# Task material:
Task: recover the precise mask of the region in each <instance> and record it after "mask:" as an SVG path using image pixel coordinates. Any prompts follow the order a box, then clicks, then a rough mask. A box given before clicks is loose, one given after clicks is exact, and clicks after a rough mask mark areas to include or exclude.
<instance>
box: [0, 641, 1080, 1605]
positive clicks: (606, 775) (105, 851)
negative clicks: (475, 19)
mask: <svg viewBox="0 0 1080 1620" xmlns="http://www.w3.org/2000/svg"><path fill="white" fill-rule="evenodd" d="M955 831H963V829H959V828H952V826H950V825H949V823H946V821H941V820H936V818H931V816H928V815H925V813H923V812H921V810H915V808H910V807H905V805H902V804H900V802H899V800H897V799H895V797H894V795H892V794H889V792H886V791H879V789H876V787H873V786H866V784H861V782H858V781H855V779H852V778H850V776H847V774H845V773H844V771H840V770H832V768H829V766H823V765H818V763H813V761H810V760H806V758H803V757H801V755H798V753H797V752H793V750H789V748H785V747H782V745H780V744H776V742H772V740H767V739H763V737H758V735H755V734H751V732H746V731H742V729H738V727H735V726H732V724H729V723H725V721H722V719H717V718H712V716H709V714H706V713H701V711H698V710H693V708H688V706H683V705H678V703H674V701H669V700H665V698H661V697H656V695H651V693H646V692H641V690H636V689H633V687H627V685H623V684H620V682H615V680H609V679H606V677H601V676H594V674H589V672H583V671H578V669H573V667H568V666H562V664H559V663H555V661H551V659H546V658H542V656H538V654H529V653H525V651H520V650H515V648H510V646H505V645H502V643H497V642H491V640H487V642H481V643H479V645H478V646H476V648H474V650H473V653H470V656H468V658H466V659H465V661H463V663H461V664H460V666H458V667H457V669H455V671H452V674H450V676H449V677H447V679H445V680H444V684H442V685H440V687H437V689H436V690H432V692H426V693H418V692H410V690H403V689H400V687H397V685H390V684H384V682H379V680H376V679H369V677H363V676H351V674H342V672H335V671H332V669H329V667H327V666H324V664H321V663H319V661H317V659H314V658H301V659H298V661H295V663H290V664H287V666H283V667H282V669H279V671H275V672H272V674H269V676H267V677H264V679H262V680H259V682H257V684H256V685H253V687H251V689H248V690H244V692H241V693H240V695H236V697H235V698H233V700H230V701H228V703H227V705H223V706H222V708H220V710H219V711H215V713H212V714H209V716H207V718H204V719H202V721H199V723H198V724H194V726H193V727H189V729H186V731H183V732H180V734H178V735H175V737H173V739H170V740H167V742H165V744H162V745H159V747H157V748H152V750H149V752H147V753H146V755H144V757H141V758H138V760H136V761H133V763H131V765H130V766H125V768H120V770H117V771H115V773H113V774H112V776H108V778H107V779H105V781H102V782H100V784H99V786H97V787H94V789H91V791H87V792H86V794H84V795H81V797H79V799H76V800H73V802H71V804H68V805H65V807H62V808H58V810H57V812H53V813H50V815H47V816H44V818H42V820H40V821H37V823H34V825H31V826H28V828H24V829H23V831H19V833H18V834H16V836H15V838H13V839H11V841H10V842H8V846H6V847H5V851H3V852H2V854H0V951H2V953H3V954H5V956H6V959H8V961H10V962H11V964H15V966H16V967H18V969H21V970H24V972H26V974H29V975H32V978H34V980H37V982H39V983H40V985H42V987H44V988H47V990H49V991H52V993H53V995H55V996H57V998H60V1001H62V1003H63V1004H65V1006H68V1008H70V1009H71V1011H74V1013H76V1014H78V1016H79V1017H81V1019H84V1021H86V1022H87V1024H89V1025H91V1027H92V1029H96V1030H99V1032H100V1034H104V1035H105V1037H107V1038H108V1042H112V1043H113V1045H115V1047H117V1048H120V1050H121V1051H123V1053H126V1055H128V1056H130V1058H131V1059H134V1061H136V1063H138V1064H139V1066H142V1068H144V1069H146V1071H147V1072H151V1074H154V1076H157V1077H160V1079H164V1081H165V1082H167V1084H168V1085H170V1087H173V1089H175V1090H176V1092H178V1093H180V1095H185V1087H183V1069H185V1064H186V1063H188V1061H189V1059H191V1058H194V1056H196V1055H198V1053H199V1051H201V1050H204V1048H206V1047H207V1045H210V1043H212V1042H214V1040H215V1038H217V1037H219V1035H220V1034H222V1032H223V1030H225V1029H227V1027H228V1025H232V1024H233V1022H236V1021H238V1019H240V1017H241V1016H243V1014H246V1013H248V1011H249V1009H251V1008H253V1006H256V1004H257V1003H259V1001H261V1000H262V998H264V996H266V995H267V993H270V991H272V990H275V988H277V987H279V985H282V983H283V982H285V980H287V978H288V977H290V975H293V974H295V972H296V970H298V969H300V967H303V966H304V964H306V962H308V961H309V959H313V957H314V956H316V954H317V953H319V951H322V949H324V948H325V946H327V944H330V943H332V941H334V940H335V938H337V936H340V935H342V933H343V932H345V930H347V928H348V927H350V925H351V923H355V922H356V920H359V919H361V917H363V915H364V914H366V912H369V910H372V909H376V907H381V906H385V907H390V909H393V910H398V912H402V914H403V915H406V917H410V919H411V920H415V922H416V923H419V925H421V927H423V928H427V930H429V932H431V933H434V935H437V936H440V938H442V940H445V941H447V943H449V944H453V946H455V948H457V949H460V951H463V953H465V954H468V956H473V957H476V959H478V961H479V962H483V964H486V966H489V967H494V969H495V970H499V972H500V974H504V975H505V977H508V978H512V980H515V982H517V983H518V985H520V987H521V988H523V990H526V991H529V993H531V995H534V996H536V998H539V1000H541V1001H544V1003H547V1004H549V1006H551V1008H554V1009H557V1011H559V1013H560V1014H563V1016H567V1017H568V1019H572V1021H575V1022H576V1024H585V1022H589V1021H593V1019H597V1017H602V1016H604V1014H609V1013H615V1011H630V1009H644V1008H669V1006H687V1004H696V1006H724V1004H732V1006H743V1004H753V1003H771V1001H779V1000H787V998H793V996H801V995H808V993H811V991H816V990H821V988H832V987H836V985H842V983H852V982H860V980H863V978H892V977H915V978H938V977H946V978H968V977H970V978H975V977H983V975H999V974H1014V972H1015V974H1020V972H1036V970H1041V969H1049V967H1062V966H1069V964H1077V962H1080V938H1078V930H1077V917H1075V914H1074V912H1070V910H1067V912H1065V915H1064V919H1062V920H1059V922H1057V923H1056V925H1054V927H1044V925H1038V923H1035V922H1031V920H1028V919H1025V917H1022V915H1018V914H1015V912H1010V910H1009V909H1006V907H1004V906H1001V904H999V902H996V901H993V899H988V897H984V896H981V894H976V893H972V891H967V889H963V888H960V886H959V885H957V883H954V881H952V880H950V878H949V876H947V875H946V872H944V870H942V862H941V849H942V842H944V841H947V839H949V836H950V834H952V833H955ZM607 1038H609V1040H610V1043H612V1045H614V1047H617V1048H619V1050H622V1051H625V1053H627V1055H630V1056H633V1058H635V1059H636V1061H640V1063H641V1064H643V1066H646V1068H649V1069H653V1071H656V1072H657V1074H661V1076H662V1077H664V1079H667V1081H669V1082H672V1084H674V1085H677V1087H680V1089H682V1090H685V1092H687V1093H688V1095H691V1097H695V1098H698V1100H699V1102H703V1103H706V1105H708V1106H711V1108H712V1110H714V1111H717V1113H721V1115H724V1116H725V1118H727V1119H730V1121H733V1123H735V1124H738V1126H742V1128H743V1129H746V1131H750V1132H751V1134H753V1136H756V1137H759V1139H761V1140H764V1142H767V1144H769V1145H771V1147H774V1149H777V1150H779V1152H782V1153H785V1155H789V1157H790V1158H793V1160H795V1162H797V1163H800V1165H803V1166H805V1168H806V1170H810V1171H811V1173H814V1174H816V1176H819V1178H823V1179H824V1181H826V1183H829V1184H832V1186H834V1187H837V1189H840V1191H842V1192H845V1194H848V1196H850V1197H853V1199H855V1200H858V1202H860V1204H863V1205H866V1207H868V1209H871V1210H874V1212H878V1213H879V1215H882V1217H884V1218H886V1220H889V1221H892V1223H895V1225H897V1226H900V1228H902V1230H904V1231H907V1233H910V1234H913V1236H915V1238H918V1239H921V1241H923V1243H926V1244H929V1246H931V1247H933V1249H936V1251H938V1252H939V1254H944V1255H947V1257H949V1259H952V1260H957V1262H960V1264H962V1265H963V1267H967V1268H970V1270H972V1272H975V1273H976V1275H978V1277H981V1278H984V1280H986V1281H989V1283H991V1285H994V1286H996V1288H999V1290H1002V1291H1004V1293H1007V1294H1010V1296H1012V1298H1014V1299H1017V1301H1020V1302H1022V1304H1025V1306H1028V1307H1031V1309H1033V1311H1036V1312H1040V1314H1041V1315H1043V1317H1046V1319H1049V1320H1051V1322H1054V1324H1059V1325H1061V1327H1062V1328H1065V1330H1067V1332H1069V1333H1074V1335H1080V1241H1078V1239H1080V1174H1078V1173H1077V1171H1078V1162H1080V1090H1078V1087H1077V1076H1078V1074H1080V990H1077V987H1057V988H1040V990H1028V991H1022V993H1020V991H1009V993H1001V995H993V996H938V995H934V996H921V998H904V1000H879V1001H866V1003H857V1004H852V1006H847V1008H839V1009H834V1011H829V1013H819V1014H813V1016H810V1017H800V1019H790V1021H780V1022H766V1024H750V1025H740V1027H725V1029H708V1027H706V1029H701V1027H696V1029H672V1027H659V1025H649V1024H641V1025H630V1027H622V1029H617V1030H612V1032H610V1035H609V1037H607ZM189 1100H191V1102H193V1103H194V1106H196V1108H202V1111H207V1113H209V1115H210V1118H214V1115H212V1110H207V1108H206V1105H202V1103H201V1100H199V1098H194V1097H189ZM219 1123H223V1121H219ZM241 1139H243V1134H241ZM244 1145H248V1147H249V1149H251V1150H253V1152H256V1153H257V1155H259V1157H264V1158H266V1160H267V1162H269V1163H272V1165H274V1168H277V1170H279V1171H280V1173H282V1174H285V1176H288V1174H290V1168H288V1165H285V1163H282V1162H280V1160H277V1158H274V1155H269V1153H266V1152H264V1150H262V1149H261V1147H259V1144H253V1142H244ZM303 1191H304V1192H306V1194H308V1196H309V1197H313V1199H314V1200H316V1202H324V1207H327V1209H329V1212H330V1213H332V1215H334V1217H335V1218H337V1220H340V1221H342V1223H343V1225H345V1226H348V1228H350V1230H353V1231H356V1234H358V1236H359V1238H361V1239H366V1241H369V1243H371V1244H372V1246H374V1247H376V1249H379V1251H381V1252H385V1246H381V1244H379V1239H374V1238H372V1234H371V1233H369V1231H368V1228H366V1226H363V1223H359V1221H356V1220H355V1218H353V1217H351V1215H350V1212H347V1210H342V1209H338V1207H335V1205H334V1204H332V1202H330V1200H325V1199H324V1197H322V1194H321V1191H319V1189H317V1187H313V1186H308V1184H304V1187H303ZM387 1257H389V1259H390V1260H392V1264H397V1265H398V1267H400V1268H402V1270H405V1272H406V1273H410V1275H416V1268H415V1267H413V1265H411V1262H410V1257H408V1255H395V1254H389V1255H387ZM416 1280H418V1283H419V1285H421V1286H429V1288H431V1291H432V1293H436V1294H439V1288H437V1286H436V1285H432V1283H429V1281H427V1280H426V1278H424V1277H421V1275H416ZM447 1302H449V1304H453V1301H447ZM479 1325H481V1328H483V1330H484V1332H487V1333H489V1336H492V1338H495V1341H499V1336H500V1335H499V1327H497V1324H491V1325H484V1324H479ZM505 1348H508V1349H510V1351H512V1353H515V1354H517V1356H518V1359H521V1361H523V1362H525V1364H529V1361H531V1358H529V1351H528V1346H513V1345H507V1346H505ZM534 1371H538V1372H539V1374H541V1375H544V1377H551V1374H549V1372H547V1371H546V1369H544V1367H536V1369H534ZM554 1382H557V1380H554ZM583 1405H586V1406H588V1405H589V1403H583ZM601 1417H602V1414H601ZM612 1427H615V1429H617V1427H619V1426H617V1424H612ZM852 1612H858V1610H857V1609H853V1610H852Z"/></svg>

# Work instructions:
Repeat the records verbatim from the start through the line containing "negative clicks: (475, 19)", including that line.

# Final answer:
Task: recover the precise mask of the region in each <instance> and record it after "mask:" as an SVG path using image pixel coordinates. Any prompts follow the order a box, then clicks, then a rough mask. A box given before clicks is loose, one given after clicks is exact, and clicks after a rough mask mark areas to include or exclude.
<instance>
box: [0, 641, 1080, 1605]
positive clicks: (606, 775) (105, 851)
negative clicks: (475, 19)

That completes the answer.